Start of Text segment
Pushkin Museum XXI is a program aimed to demonstrate to the visitors what contemporary art is about and to give an idea of its most prominent representatives, to show the art of modern classics who speak not only a language of pictorial art, graphic and photography, but also a language of a new forms. Video, sound, performance could fit harmoniously into the context of a traditional museum. A new media frequently transitory and ephemeral can impart a new understanding of a classical artworks making them breathe and move, involving them into a dialog with a viewer.
Pushkin Museum XXI is an innovative division of the Museum, where all forms of the contemporary art presentation from painting and sculpture to video art and virtual reality are fully involved into a dialogue.
End of Text segment
Start of Dataset excerpts
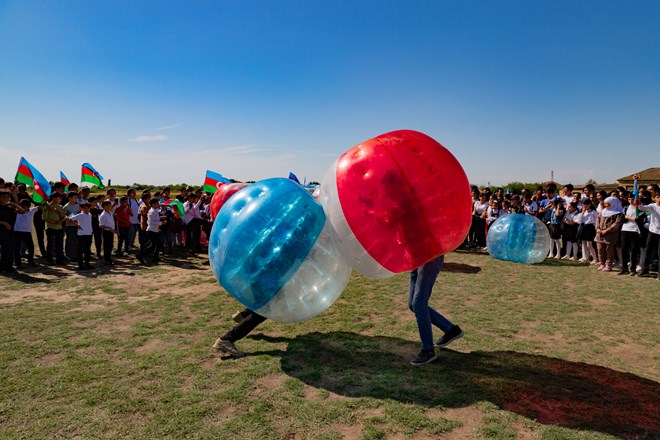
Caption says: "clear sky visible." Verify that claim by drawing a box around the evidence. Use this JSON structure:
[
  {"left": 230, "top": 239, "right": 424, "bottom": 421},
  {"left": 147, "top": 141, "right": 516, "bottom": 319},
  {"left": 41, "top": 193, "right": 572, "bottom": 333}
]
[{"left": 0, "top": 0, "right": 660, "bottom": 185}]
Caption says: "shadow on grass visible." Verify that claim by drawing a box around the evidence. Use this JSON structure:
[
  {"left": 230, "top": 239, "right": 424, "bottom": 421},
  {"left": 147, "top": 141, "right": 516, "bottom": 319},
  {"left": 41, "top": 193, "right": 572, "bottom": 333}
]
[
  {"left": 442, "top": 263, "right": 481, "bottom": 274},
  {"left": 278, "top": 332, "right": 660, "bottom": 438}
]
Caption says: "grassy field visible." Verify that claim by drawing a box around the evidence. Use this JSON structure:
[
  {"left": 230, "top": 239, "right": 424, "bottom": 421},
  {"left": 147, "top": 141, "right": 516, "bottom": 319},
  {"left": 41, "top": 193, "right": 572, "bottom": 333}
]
End of Dataset excerpts
### Given exercise A
Write out the passage on Pushkin Museum XXI word for word, starting with "Pushkin Museum XXI is an" and going on through "into a dialogue.".
### Given exercise B
Pick up the description of Pushkin Museum XXI after its final sentence and write what comes next.
The records are separate material, unrelated to the passage on Pushkin Museum XXI.

### Exercise result A
Pushkin Museum XXI is an innovative division of the Museum, where all forms of the contemporary art presentation from painting and sculpture to video art and virtual reality are fully involved into a dialogue.

### Exercise result B
Pushkin Museum XXI is a "Museum in the Museum". The basis of this current direction is an integration of education, research and exhibition activities, which help to develop the evolution of an artistic image from classic methods to modern technologies.
The collection of Pushkin Museum XXI will be based on the works of Russian and foreign artists participating in the exhibition projects as well as works created specifically for the Museum.
Pushkin Museum XXI projects will be also held at various venues of the future Museum District - renovated and new buildings of the District will be used for temporary exhibitions. In the future, Pushkin Museum XXI will become a separate entity and get its own building.